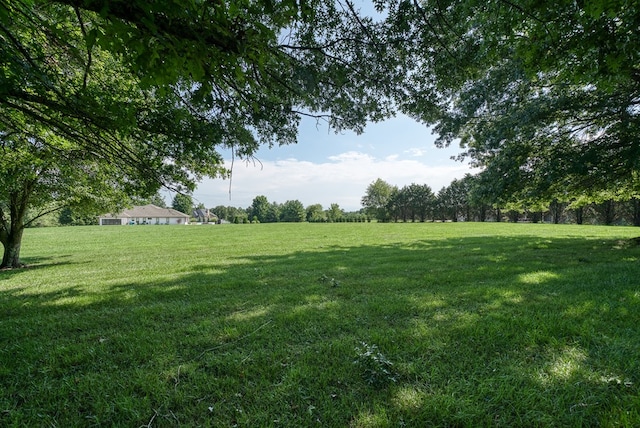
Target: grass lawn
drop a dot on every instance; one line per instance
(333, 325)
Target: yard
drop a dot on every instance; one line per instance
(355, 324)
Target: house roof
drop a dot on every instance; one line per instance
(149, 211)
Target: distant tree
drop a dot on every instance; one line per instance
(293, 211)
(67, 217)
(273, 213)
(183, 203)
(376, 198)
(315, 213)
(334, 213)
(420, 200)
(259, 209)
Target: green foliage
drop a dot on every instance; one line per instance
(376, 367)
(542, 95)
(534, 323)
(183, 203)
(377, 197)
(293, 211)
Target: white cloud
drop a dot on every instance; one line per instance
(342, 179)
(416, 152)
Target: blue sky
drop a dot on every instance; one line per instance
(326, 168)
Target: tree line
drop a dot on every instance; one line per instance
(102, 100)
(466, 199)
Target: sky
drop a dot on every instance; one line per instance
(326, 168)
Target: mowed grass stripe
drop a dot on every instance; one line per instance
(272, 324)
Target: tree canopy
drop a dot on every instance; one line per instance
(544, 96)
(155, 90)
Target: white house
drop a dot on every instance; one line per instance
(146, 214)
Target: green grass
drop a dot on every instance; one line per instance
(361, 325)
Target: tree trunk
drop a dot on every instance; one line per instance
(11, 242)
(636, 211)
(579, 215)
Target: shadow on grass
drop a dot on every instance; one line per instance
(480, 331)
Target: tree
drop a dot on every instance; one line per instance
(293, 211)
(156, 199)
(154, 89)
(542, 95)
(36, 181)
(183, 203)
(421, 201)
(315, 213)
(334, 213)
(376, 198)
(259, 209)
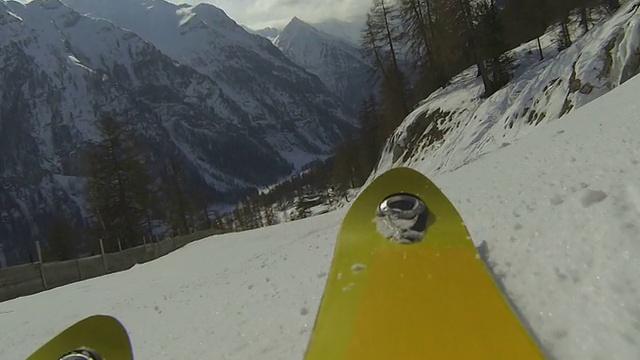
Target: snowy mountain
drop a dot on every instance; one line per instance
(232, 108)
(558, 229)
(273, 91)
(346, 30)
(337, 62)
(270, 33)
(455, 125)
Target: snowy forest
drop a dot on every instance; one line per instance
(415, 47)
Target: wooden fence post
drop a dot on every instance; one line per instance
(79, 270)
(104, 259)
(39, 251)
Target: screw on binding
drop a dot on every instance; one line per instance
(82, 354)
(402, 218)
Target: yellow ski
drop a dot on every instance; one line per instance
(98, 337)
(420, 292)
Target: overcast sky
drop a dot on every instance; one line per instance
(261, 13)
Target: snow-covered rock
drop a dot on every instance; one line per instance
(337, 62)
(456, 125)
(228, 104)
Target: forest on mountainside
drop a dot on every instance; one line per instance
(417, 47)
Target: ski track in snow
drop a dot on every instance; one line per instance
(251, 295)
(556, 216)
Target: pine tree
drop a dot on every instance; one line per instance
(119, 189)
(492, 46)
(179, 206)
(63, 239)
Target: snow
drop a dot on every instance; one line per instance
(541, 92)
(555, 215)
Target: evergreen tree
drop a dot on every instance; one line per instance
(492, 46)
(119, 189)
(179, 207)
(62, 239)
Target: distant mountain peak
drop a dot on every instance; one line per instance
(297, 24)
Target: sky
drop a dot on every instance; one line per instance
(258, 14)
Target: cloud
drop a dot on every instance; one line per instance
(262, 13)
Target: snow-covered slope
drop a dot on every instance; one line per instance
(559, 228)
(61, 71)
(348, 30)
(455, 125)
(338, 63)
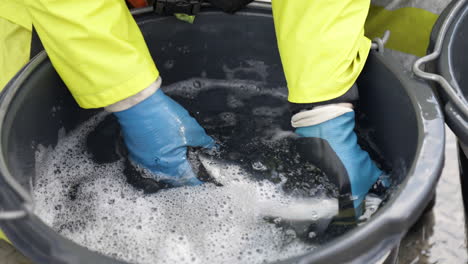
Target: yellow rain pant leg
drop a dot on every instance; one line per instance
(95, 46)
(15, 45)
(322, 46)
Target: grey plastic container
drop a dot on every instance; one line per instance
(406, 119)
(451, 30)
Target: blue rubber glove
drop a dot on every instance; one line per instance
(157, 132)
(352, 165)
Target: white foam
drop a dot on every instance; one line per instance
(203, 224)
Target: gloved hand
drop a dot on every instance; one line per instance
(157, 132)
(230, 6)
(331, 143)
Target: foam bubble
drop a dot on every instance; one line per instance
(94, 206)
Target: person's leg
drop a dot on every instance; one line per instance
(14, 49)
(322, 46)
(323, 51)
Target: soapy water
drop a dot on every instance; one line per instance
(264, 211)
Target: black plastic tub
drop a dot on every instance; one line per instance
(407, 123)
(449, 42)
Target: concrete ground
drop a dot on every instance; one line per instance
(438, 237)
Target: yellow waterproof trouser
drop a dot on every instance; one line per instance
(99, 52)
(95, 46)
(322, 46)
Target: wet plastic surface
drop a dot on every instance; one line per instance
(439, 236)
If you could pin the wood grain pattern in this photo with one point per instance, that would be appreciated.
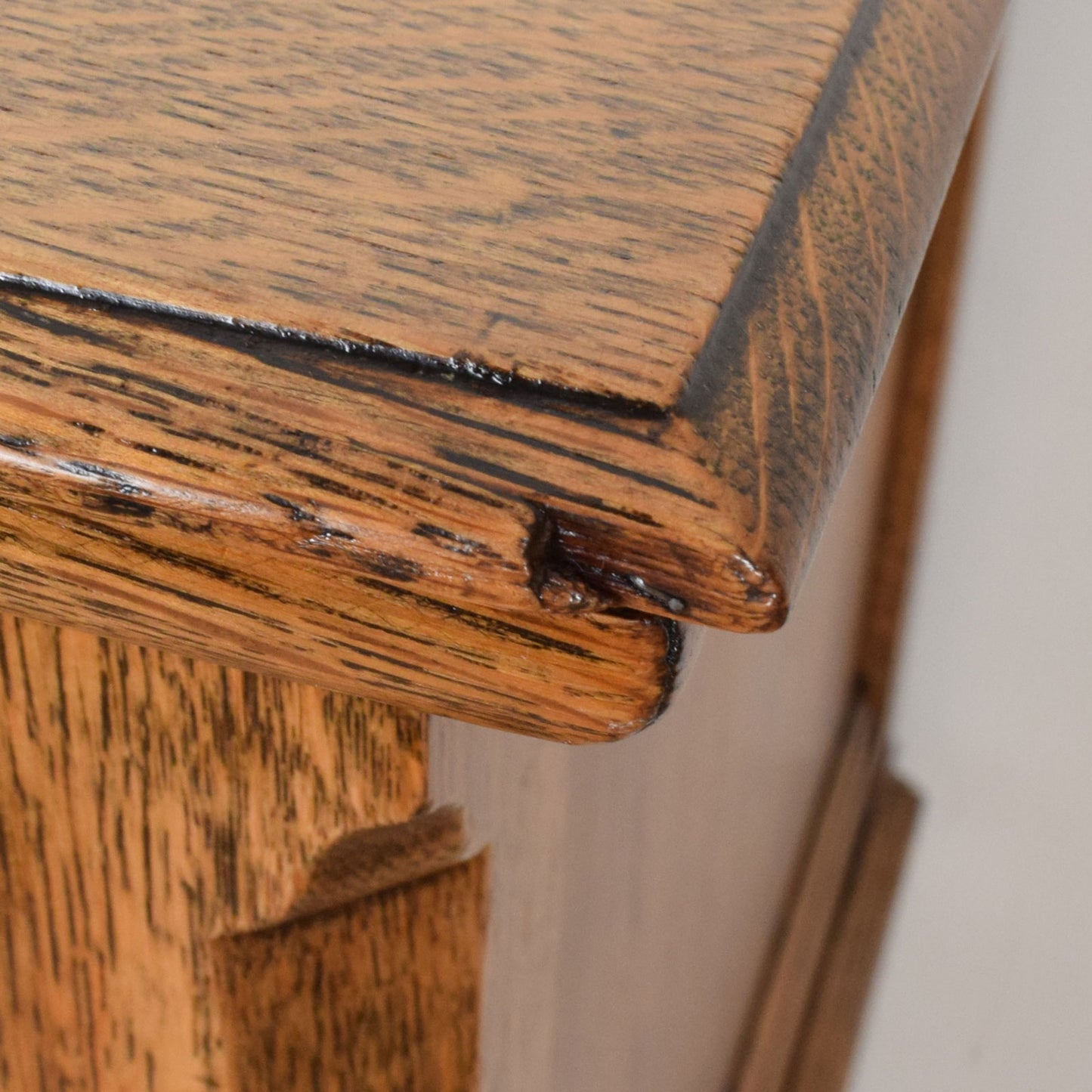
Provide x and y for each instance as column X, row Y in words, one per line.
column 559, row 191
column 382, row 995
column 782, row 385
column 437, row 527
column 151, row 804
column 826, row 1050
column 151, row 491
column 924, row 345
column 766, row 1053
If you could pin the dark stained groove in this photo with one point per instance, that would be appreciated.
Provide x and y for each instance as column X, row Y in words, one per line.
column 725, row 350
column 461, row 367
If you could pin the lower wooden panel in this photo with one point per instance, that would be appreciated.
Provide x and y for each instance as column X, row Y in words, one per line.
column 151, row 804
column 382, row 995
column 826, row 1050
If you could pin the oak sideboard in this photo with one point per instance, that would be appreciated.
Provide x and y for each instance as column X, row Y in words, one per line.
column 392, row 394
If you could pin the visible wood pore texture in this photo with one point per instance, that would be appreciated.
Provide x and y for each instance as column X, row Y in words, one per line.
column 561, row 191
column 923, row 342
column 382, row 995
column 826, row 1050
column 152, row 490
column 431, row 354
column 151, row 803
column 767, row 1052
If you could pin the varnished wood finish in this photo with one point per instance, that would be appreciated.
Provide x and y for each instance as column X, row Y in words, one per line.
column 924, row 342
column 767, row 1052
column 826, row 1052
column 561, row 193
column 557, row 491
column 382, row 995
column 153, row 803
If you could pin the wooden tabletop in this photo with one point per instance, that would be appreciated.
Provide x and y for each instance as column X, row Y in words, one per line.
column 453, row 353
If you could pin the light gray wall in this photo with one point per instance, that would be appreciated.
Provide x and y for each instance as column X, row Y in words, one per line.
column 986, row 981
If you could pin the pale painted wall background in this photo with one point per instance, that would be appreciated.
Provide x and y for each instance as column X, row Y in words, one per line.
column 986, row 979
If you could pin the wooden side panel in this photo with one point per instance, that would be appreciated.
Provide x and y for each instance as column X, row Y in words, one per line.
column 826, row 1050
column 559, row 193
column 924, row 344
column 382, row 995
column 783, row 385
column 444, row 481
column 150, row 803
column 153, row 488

▸ **Required work**:
Reproduce the entries above exactly. Do not include the images.

▸ **Answer space**:
Target: grass lawn
drop a dot on every instance; one line per instance
(333, 325)
Target: yard
drop a dot on every instance; one line per instance
(355, 324)
Target: house roof
drop a dot on every instance; one line per instance
(149, 211)
Target: distant tree
drop a dot on every instance; one line per instance
(293, 211)
(67, 217)
(273, 213)
(183, 203)
(376, 198)
(315, 213)
(334, 213)
(420, 200)
(259, 209)
Target: green foliage
drop a dot on every instance; one line per instance
(376, 367)
(542, 95)
(534, 323)
(183, 203)
(377, 197)
(293, 211)
Target: white cloud
drop a dot on every instance; one line per instance
(342, 179)
(416, 152)
Target: blue sky
drop a dot on every instance; one line per instance
(326, 168)
Target: tree line
drop a dot on every instance; one line per instance
(102, 100)
(466, 199)
Target: sky
drop a dot on every instance; one line per instance
(326, 168)
Target: mowed grass stripe
drop a dot on every instance; one line per instance
(272, 324)
Target: tree canopy
drop a dot on every instance; one line per instance
(544, 96)
(155, 90)
Target: white house
drop a dot on every instance; one line per instance
(146, 214)
Target: green grass
drop a dot on every instance; one line per instance
(361, 325)
Target: tree trunk
drop a dot on every instance; one line per instance
(11, 242)
(636, 211)
(579, 215)
Target: shadow on grass
drop a dot on every instance; one line per instance
(480, 331)
Target: tree
drop a dot on every instance; one line per instance
(293, 211)
(156, 199)
(154, 89)
(542, 95)
(36, 181)
(183, 203)
(421, 201)
(315, 213)
(334, 213)
(376, 198)
(259, 209)
Target: snowy mountain
drop a dot on every instance; one line per instance
(232, 108)
(558, 229)
(273, 91)
(346, 30)
(337, 62)
(270, 33)
(455, 125)
Target: snowy forest
drop a dot on every instance; one line per instance
(415, 47)
Target: wooden fence post
drop a dot on every instance; one line per instance
(79, 270)
(104, 259)
(39, 251)
Target: screw on binding
drop a dot on every instance; one line per instance
(82, 354)
(402, 218)
Target: yellow ski
drop a dot on every instance; one line per instance
(98, 337)
(420, 292)
Target: overcast sky
drop a dot on every instance; one line per instance
(261, 13)
Target: snow-covered rock
drop a dot on every instance; one line per instance
(337, 62)
(456, 125)
(228, 104)
Target: forest on mountainside
drop a dot on every instance; one line per instance
(417, 47)
Target: ski track in snow
drop a dot on every instance; one line per instance
(251, 295)
(556, 216)
Target: pine tree
drop a dot on every instance; one line per instance
(119, 189)
(492, 46)
(179, 206)
(63, 239)
Target: snow
drop a dot on every instance; one line per instance
(541, 92)
(555, 215)
Target: evergreen tree
drop a dot on every instance; one line per instance
(492, 46)
(119, 189)
(179, 207)
(62, 239)
Target: distant mountain peak
drop a dot on every instance; one line per instance
(297, 24)
Target: sky
drop a dot on every instance; one line per instance
(258, 14)
Target: cloud
drop a dot on every instance; one line per instance
(262, 13)
Target: snow-covered slope
drop a dot on every instance; one line per instance
(559, 228)
(61, 71)
(348, 30)
(455, 125)
(338, 63)
Target: yellow rain pant leg
drop a dot on every instance; one line per instance
(95, 46)
(15, 45)
(322, 46)
Target: grey plastic container
drop a dot on every instance; one line per instance
(406, 119)
(451, 30)
Target: blue rubber glove
drop a dot on every instance; one line per instance
(157, 132)
(352, 165)
Target: white foam
drop a dot on every instance; one line per instance
(203, 224)
Target: gloved hand
drop a dot on every instance; one line per instance
(157, 132)
(230, 6)
(331, 143)
Target: foam bubble
drop a dot on every instance; one line per instance
(94, 206)
Target: person's leg
drop a dot on every instance; one line per instance
(14, 49)
(322, 46)
(323, 51)
Target: soapy water
drop a dot on every instance; one line per instance
(264, 211)
Target: black plastic tub
drop a dot on every instance; one line per instance
(407, 123)
(449, 42)
Target: concrete ground
drop a dot on every instance; one line per instance
(438, 237)
Target: yellow waterproof trouser
drop a dot on every instance; one line per instance
(99, 52)
(95, 46)
(322, 46)
Target: wet plastic surface
drop a dot on every instance; one line per instance
(439, 236)
If you could pin the wood grain pattern in this photo with one point per instance, that would be appreciated.
Provide x and y for each instance as column X, row Y in words, one per line.
column 559, row 191
column 382, row 995
column 782, row 385
column 437, row 527
column 151, row 804
column 826, row 1050
column 151, row 491
column 924, row 345
column 766, row 1053
If you could pin the dark stained groove in this photo with one point per instance, that would be appreciated.
Provide x and y for each instance as column X, row Y in words, one per line.
column 725, row 350
column 461, row 367
If you could pin the lower wooden panel in this photo with one point per instance, that would be appreciated.
Provide x and y for each instance as column X, row Y in words, one per line.
column 151, row 804
column 382, row 995
column 826, row 1050
If you could pin the oak sideboard in this photo with one point per instance, that would be appreciated.
Provide x and y for each instance as column X, row Y in words, one per line.
column 392, row 394
If you could pin the visible wood pore texture in this photo with one point per instance, that would be appreciated.
Provide x and y for each instance as column X, row Y in words, one per line.
column 561, row 191
column 923, row 342
column 382, row 995
column 826, row 1050
column 152, row 490
column 431, row 354
column 151, row 803
column 767, row 1052
If you could pin the varnished wood finish in this photo with one point per instance, that would be appreciated.
Provide x and y for each instance as column X, row Y in words, one per line.
column 924, row 342
column 767, row 1052
column 826, row 1052
column 561, row 193
column 557, row 491
column 382, row 995
column 153, row 803
If you could pin the wooden tabletop in this photo with one point per instance, that would be appreciated.
Provide x and y for each instance as column X, row Y in words, one per line.
column 453, row 353
If you could pin the light gray wall in this photo with one point per instance, that would be appreciated.
Provide x and y for each instance as column X, row Y in words, one per line.
column 986, row 981
If you could pin the pale painted wall background in this photo with one point per instance, that would be appreciated.
Provide x and y for each instance as column X, row Y in words, one per line.
column 986, row 979
If you could pin the wooden side panel in this photo with one point per instance, that would be appreciated.
Provide x and y for each instance as column X, row Y in words, one per line.
column 826, row 1050
column 559, row 193
column 924, row 344
column 382, row 995
column 783, row 385
column 444, row 481
column 150, row 803
column 153, row 488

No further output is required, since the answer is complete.